◆ Exercise brief
Display every line below that contains the word "window", copying each one in full. Treat uppercase and lowercase as different.

◆ Object location annotation data
======

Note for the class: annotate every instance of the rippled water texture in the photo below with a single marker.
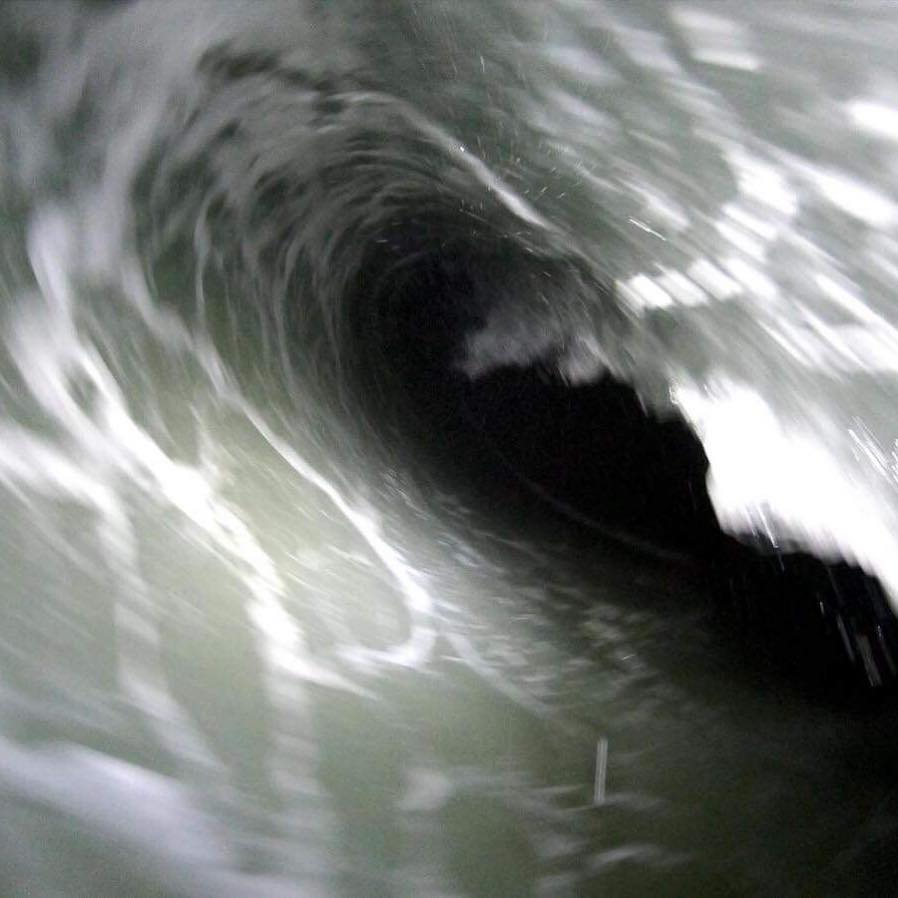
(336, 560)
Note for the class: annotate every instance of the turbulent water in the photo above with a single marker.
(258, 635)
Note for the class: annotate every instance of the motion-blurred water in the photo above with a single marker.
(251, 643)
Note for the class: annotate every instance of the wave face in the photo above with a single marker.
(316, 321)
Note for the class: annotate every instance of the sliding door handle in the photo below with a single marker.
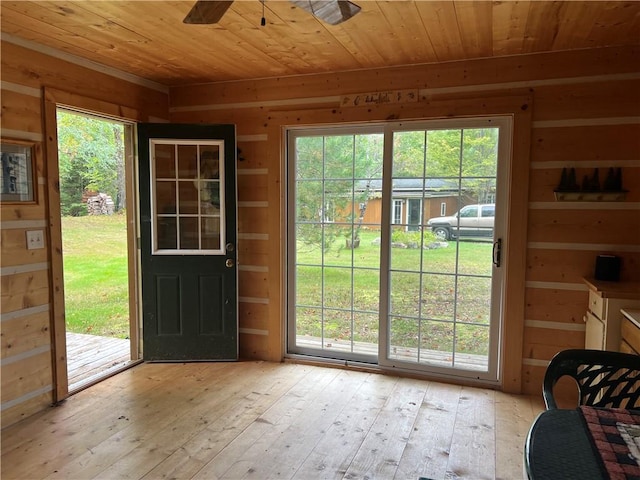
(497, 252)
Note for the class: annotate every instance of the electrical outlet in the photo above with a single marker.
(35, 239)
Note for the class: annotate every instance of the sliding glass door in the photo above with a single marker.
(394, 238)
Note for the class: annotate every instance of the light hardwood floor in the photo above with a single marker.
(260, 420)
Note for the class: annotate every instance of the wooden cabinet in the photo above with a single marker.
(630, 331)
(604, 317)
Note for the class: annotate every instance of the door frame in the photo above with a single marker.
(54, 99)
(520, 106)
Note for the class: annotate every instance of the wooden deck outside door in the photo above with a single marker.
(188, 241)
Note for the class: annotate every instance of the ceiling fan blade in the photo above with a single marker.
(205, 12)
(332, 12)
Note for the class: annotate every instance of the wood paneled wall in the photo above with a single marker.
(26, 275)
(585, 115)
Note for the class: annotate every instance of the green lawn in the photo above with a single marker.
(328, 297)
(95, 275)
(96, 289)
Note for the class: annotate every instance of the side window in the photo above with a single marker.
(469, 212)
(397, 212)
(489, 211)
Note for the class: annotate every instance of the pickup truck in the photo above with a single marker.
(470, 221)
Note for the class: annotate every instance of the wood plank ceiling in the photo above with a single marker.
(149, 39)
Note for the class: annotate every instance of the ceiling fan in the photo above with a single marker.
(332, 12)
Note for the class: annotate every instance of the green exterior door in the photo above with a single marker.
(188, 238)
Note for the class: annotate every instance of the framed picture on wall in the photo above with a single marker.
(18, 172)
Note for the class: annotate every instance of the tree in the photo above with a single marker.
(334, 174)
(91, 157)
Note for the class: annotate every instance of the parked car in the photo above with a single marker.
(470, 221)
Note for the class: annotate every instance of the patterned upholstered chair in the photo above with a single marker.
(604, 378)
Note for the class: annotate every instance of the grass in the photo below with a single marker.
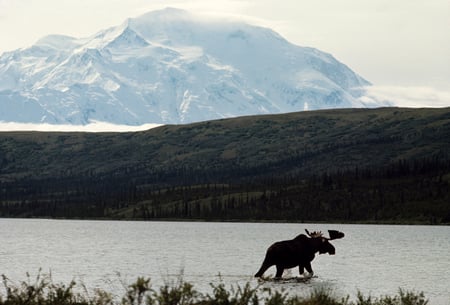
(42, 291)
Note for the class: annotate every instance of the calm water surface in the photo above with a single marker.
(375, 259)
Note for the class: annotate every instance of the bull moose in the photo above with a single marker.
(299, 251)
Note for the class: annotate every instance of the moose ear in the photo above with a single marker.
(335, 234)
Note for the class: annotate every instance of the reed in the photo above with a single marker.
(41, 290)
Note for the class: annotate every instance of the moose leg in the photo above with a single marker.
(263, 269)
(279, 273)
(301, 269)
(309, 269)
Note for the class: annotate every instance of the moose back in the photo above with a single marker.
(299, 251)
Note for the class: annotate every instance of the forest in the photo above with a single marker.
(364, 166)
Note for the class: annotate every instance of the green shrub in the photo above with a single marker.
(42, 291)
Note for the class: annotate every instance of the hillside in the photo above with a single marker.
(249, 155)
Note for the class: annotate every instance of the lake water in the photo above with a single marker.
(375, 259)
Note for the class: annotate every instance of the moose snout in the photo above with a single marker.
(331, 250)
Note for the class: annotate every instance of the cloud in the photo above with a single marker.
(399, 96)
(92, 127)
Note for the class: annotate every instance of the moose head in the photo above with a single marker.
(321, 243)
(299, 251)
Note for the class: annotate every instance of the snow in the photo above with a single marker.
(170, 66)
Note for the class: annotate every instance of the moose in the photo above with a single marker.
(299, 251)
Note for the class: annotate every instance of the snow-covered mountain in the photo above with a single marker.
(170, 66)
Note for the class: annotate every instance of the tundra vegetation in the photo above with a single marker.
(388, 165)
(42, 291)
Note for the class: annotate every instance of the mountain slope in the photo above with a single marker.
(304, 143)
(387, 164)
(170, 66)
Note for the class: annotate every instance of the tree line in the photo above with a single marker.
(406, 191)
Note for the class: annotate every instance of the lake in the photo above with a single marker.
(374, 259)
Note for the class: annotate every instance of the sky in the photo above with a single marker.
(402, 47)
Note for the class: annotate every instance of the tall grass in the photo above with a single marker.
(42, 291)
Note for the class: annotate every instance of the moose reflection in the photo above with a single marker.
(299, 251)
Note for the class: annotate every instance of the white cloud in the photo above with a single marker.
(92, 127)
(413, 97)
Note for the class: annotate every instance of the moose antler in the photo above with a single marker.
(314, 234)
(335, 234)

======

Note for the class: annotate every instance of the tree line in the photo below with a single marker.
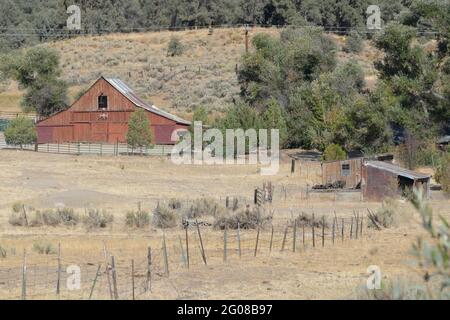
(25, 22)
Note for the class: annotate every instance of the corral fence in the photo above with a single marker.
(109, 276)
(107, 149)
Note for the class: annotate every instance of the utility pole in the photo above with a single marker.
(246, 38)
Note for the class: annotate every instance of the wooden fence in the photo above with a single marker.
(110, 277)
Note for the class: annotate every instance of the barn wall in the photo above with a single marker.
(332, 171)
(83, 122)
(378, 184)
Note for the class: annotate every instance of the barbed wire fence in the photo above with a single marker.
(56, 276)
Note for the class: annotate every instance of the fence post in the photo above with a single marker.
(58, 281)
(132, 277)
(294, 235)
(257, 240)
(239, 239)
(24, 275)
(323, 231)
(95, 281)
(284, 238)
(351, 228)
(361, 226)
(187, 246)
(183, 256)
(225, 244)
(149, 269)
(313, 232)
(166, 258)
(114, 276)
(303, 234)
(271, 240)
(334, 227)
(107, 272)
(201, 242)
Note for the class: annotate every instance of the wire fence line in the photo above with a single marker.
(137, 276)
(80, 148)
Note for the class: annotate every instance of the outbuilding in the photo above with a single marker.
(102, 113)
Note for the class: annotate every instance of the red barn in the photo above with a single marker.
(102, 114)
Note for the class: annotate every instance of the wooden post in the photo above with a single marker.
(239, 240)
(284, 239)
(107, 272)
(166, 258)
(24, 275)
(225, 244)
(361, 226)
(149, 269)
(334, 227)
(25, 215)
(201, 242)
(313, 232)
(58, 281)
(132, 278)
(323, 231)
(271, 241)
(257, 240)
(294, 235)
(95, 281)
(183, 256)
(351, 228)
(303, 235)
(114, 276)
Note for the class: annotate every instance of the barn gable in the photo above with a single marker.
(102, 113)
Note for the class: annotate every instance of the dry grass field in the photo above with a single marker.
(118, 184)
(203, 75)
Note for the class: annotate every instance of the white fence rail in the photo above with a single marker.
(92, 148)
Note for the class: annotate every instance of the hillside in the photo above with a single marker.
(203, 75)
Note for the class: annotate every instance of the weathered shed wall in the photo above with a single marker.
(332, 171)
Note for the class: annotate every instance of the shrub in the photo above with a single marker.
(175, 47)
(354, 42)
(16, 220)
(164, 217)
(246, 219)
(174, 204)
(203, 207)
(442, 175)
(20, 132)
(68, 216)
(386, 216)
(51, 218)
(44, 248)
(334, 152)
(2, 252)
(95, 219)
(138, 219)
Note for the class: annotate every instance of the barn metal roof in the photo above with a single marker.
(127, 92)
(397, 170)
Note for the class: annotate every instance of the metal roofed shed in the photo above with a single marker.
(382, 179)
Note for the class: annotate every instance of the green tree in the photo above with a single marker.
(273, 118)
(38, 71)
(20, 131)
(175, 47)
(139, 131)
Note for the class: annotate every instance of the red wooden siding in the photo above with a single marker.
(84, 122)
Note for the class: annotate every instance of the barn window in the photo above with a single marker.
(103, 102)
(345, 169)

======

◆ Response to this exercise
Note for the class: annotate every instance of the side window in the photo above with a single marker.
Note for the class: annotate every instance of the barn window in the photo above with a single marker.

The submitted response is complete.